Job. Repeat verbatim the lines of the data below, beginning with the line containing "Question. Indicate the blazer" and continuing to the end.

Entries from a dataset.
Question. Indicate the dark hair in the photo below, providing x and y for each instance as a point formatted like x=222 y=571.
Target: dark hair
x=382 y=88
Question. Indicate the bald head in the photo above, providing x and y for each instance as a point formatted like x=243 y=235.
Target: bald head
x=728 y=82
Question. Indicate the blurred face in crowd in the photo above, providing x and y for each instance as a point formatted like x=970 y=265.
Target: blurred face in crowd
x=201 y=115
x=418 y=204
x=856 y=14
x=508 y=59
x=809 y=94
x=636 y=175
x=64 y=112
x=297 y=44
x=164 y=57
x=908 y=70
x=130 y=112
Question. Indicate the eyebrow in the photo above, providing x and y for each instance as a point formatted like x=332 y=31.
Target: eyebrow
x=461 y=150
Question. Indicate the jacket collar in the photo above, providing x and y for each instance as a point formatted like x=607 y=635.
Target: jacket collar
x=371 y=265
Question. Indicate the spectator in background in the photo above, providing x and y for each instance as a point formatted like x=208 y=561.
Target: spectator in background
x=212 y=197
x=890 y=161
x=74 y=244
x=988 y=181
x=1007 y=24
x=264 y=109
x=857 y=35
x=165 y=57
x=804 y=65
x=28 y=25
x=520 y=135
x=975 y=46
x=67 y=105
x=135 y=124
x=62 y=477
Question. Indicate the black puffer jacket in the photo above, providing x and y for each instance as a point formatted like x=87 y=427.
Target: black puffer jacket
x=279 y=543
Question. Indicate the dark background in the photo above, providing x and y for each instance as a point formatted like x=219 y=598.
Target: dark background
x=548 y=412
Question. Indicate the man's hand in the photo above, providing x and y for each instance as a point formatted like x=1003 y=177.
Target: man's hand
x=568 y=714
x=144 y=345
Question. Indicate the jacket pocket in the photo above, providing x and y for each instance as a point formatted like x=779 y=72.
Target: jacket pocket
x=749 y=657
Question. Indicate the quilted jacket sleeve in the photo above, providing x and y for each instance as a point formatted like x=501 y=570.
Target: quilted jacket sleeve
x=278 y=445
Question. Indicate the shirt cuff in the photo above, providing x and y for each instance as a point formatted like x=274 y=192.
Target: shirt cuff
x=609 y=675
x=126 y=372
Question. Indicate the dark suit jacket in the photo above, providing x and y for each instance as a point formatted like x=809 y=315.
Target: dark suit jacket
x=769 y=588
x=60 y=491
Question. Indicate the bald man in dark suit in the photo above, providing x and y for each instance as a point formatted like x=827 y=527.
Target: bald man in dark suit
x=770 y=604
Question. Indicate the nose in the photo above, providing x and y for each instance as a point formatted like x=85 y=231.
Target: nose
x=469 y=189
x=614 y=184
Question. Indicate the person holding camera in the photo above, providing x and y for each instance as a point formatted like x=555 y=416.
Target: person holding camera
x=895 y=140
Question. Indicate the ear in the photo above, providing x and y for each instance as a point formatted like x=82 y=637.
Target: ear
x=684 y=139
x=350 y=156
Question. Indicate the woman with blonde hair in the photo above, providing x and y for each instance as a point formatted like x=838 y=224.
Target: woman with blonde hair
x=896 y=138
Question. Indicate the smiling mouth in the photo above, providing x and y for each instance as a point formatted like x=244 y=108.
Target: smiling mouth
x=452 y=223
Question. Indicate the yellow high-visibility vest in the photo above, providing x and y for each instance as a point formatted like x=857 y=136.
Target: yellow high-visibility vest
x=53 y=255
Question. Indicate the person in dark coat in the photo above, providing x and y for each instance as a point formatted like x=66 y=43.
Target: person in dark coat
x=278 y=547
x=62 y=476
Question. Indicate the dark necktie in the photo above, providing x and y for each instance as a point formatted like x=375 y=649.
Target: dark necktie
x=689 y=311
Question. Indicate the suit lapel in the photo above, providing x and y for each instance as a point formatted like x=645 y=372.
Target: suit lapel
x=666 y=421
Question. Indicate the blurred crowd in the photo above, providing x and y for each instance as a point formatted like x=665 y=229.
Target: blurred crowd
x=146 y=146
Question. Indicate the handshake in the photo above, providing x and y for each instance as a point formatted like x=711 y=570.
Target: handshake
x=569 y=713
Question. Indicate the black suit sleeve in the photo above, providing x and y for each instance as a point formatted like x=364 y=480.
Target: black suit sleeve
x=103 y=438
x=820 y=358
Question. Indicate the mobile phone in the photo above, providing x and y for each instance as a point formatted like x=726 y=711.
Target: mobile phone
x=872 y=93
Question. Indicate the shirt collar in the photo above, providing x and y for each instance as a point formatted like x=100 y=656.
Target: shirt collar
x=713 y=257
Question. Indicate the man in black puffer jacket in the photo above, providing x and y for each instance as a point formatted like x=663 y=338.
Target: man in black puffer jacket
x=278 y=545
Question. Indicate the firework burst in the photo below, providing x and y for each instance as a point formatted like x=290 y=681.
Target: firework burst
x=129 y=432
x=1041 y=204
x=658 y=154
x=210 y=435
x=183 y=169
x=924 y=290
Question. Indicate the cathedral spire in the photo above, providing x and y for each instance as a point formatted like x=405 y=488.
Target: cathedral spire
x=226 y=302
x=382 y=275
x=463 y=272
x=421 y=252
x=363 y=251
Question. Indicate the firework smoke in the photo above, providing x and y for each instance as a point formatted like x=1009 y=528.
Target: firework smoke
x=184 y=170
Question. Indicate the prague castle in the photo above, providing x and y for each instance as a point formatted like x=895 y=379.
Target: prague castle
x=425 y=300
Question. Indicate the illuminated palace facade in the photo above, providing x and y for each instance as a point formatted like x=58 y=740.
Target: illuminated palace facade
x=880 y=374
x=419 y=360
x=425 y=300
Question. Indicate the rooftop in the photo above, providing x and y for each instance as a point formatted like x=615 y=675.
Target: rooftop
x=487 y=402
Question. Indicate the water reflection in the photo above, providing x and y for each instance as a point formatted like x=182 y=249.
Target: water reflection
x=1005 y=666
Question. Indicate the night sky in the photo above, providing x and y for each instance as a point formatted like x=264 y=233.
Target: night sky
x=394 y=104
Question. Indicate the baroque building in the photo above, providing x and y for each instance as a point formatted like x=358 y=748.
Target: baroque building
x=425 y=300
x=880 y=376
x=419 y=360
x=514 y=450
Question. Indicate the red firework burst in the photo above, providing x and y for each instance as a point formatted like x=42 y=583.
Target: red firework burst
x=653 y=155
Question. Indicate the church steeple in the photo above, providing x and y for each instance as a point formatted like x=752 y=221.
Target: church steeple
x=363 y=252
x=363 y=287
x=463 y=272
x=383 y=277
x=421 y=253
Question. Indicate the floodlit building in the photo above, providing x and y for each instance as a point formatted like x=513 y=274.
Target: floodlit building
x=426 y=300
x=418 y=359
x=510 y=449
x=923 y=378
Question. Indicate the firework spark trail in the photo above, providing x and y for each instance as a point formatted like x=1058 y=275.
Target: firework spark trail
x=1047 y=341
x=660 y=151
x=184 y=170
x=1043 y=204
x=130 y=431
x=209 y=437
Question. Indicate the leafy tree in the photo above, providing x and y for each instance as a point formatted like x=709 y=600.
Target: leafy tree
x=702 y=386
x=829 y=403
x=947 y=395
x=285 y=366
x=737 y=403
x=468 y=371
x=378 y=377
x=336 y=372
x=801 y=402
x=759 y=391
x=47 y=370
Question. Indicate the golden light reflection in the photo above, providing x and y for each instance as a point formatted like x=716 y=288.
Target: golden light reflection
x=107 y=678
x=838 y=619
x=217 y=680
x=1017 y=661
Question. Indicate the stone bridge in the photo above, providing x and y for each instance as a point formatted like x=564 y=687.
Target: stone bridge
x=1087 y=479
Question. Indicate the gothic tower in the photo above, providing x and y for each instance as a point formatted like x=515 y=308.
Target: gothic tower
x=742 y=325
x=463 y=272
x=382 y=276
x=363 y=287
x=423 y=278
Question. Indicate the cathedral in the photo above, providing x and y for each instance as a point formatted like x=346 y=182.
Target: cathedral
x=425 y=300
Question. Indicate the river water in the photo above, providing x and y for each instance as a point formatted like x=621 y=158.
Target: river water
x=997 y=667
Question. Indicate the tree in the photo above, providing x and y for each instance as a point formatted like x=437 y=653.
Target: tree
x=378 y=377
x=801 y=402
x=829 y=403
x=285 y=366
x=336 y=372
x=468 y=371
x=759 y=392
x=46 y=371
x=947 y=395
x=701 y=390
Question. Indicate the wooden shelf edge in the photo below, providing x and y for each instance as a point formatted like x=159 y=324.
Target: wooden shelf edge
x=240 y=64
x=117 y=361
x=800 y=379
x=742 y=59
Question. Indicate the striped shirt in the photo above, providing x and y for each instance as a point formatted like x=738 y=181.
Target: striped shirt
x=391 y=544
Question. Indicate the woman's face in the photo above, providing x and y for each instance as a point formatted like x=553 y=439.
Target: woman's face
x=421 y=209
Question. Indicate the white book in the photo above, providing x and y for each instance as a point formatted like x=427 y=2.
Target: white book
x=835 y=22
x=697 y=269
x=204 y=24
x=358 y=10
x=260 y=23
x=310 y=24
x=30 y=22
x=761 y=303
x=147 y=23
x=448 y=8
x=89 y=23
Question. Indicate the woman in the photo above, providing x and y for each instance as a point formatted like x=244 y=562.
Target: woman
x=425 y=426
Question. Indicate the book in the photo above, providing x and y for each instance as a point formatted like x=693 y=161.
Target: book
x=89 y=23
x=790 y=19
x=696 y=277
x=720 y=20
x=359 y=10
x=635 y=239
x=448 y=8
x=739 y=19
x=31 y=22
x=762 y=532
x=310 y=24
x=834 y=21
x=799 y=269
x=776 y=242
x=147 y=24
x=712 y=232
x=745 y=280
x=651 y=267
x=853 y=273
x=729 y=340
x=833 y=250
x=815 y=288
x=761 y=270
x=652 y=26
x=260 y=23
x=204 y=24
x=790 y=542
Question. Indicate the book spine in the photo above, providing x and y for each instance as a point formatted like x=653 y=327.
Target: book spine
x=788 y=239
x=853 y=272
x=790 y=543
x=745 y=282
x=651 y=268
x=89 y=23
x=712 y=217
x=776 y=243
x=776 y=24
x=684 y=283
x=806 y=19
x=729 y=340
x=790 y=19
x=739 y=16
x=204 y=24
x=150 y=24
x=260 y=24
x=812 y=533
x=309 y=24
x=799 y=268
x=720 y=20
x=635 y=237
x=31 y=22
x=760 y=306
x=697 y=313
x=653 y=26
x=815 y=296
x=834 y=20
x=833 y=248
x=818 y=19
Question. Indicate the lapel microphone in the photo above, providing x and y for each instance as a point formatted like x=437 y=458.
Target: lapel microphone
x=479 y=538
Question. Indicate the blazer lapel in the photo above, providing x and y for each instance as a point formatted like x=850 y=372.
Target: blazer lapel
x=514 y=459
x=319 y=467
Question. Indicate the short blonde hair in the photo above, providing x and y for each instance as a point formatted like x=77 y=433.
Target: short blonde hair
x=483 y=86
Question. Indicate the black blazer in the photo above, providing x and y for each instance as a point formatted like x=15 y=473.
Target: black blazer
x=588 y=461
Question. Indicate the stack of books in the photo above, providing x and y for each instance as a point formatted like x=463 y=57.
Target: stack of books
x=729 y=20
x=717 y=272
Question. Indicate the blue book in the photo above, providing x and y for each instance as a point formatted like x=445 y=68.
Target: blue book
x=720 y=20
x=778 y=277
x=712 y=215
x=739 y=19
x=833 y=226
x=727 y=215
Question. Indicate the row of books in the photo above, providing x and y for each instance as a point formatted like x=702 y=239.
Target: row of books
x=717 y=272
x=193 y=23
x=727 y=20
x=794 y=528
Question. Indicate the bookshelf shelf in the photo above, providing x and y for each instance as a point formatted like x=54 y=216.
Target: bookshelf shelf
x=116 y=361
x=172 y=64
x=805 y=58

Solution to this problem.
Question. Indicate the blazer lapel in the photo above, providing x and y for each instance as a point formatted like x=850 y=372.
Target: blazer lapel
x=514 y=459
x=319 y=467
Question. Indicate the short blonde hair in the photo above, providing x and y for each instance as a point formatted like x=77 y=433.
Target: short blonde hair
x=483 y=86
Question. Indicate the black blazer in the photo above, providing x and y for each instance as a point formatted like x=15 y=473.
Target: black blazer
x=588 y=461
Question. Indicate the stack of books in the photo above, providing x and y for each instance as a point formatted like x=463 y=57.
Target: stack of books
x=729 y=20
x=717 y=272
Question. Indicate the blue book in the photo above, providing x and y for each instance as a point formatted like x=445 y=68.
Target: blue book
x=720 y=20
x=778 y=277
x=712 y=215
x=739 y=19
x=833 y=226
x=727 y=215
Question. Indicate the row of books in the photo above, providing x and y for each instance as a point formatted like x=702 y=239.
Target: row of books
x=717 y=272
x=193 y=23
x=727 y=20
x=794 y=528
Question. Indicate the bookshelf shelf in the photo above, providing x and y for each instance as a point formatted like x=54 y=216.
Target: bookshelf shelf
x=116 y=361
x=172 y=64
x=805 y=58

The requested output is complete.